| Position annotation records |
:::::
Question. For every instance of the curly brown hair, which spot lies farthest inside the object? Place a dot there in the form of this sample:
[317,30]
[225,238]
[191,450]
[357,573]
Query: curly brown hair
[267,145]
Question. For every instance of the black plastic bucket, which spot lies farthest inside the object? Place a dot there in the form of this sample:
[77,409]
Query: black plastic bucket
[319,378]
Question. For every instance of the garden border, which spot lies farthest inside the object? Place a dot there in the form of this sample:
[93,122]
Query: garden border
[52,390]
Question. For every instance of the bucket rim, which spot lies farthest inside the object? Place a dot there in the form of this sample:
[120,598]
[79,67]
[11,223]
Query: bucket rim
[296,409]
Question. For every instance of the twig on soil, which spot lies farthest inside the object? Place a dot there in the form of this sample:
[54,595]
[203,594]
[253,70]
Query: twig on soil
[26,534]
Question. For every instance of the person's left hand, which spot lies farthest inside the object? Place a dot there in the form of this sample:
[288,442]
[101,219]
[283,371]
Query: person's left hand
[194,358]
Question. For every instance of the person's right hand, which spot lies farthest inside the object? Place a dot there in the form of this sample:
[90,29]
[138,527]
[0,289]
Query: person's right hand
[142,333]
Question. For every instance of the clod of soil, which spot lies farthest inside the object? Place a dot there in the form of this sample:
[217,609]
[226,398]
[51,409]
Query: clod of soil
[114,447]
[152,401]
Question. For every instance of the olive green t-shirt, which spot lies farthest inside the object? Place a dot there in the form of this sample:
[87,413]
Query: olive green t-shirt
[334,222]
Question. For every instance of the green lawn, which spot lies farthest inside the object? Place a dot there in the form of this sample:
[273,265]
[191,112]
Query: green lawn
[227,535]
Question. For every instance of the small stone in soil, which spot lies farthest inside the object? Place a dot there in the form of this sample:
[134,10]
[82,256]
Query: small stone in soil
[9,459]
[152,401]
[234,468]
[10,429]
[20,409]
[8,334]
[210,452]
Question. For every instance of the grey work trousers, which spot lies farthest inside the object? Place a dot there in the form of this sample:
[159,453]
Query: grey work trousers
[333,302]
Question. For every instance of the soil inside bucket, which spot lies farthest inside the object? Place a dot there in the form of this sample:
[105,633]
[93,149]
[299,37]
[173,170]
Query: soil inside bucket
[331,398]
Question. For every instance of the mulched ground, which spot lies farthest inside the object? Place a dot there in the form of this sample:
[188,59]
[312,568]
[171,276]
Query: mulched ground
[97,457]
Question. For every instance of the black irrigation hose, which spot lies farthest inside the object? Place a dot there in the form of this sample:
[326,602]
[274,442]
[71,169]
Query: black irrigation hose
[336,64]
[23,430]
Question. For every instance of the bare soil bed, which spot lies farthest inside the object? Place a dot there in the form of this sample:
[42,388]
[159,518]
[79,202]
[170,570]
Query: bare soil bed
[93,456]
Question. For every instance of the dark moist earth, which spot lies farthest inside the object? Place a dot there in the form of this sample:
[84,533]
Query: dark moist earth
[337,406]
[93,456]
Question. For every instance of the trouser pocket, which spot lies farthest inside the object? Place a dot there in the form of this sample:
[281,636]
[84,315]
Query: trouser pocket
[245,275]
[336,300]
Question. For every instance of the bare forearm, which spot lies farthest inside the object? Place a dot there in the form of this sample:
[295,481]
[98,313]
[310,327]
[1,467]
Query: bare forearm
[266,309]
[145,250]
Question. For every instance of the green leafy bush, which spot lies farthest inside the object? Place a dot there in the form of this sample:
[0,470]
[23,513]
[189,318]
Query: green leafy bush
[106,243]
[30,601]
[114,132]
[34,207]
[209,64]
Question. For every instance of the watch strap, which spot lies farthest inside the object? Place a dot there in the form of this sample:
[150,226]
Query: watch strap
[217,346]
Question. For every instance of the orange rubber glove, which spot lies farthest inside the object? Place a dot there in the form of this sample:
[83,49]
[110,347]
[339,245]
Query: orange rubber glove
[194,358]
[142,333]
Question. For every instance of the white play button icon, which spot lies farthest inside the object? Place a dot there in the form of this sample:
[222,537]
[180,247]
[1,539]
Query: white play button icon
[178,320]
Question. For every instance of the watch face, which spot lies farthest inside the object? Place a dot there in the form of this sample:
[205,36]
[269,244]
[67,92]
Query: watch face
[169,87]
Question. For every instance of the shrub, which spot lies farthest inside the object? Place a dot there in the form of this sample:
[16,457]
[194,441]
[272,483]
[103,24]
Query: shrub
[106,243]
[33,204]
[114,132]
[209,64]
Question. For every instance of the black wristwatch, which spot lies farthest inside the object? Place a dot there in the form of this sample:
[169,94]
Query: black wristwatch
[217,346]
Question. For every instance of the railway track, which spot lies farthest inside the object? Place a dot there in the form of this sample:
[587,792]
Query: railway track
:::::
Restate each entry exactly, skipping none.

Question. For every instance of the curly brown hair, which spot lies farthest inside the object? Place a dot there in the form of this sample:
[317,30]
[225,238]
[191,450]
[357,573]
Query: curly brown hair
[267,145]
Question. For every instance of the black plastic bucket, which spot lies farthest inside the object? Place a dot there in the form of this sample:
[77,409]
Query: black plastic bucket
[319,378]
Question. For every instance of the garden border, which spot lies farthest inside the object? Place a dot there in the form of this sample:
[93,122]
Query: garden border
[52,390]
Question. For every instance of the bucket rim, which spot lies farthest inside the object? Place a dot there in the form of this sample:
[120,598]
[79,67]
[11,223]
Query: bucket rim
[296,409]
Question. For every instance of the twig on soil, which spot lies farthest inside the object? Place a dot there in the form of this sample:
[54,595]
[203,594]
[253,70]
Query: twig on soil
[26,534]
Question. For every instance of the person's left hand, which spot lies farthest inside the object? Place a dot there in the form of this sample:
[288,442]
[101,219]
[283,371]
Query: person's left hand
[194,358]
Question. For every instance of the person's right hand, which spot lies farthest inside the object? Place a dot there in the form of this sample:
[90,29]
[138,527]
[0,289]
Query: person's right hand
[142,333]
Question. For every instance of the clod of soil, which spot lies farthest inside the object? Place a dot there in the form of this sample:
[217,609]
[226,398]
[51,409]
Query: clod of soil
[114,447]
[152,401]
Question. For every instance of the olive green t-shirt, which spot lies farthest inside the object? Place a dot there in the form of this sample:
[87,413]
Query: olive green t-shirt
[334,222]
Question. For every instance of the green lawn, which spot lies farthest inside the object? Place a dot there in the form of this sample:
[273,265]
[191,112]
Query: green lawn
[227,535]
Question. For every instance of the small stone in soil, which spot lies farthest inside the object? Place a dot there in the form of this sample:
[134,10]
[82,256]
Query: small stone in soil
[9,459]
[152,401]
[234,468]
[10,429]
[20,409]
[8,334]
[210,452]
Question. For every instance of the grey work trousers, which spot lies farthest inside the object? Place a dot there in the form of this sample:
[159,453]
Query: grey work trousers
[333,302]
Question. For every instance of the soil inside bucket, which spot lies farthest inside the object? Place a dot there in the form of this sample:
[105,633]
[93,149]
[299,37]
[173,170]
Query: soil inside bucket
[331,398]
Question. For every instance of the mulched ground, which spot lies farthest inside the object? Place a dot there in the form of this sample:
[188,59]
[312,568]
[171,276]
Query: mulched ground
[97,457]
Question. For every instance of the black irrigation hose, which spot lies farthest inside the object? Place a dot there in the form of this sample:
[326,602]
[274,442]
[71,169]
Query: black irrigation hose
[336,64]
[23,430]
Question. For every instance of the bare soil bed, which spot lies farthest inside the object? Place a dot there in the form of this sample:
[42,388]
[159,518]
[79,202]
[170,570]
Query: bare soil bed
[93,456]
Question. For every instance of the dark moist earth, which spot lies farthest inside the object? Place a dot there in the form of this sample:
[84,533]
Query: dark moist earth
[337,406]
[93,456]
Question. For every instance of the trouser pocket, which spot lies farthest inside the object? Place a dot there in the form of this sample:
[281,636]
[84,315]
Query: trouser pocket
[245,275]
[336,300]
Question. For every instance of the bare forearm, which spot lies farthest inside the object? Place a dot there in the form of this sample:
[295,481]
[98,313]
[310,327]
[1,467]
Query: bare forearm
[266,309]
[145,250]
Question. For every instance of the green leafy bush, which spot lies farthest inside the object? Place a dot there in the form of this sample:
[0,470]
[23,513]
[189,318]
Query: green leafy bush
[106,243]
[30,601]
[114,132]
[34,207]
[209,64]
Question. For every instance of the watch strap, which spot lies farthest inside the object? Place a dot there in the form of this sample:
[150,226]
Query: watch strap
[217,346]
Question. For every instance of the orange rubber glove, which spot lies farthest inside the object? Place a dot there in the form of this sample:
[83,49]
[110,347]
[339,245]
Query: orange rubber glove
[194,358]
[142,333]
Question. For every instance of the white play button icon, which spot lies farthest inside the object? Place a dot there in the form of this sample:
[222,537]
[180,247]
[1,539]
Query: white play button icon
[178,320]
Question. For every instance of the watch face, which spot lies farthest inside the object? Place a dot there in the form of this sample:
[205,36]
[269,244]
[67,92]
Query: watch face
[169,87]
Question. For every instance of the shrub, which spot lies farthest inside the object? Place a dot there in the form of this sample:
[16,457]
[194,441]
[272,483]
[103,24]
Query: shrub
[106,243]
[33,204]
[114,132]
[209,64]
Question. For every instance of the black wristwatch, which spot lies farthest inside the object? Place a dot there in the form of this sample:
[169,94]
Query: black wristwatch
[217,346]
Question. For every instance of the railway track, which spot lies farthest inside the object? Place a dot there in the form of this sample:
[587,792]
Query: railway track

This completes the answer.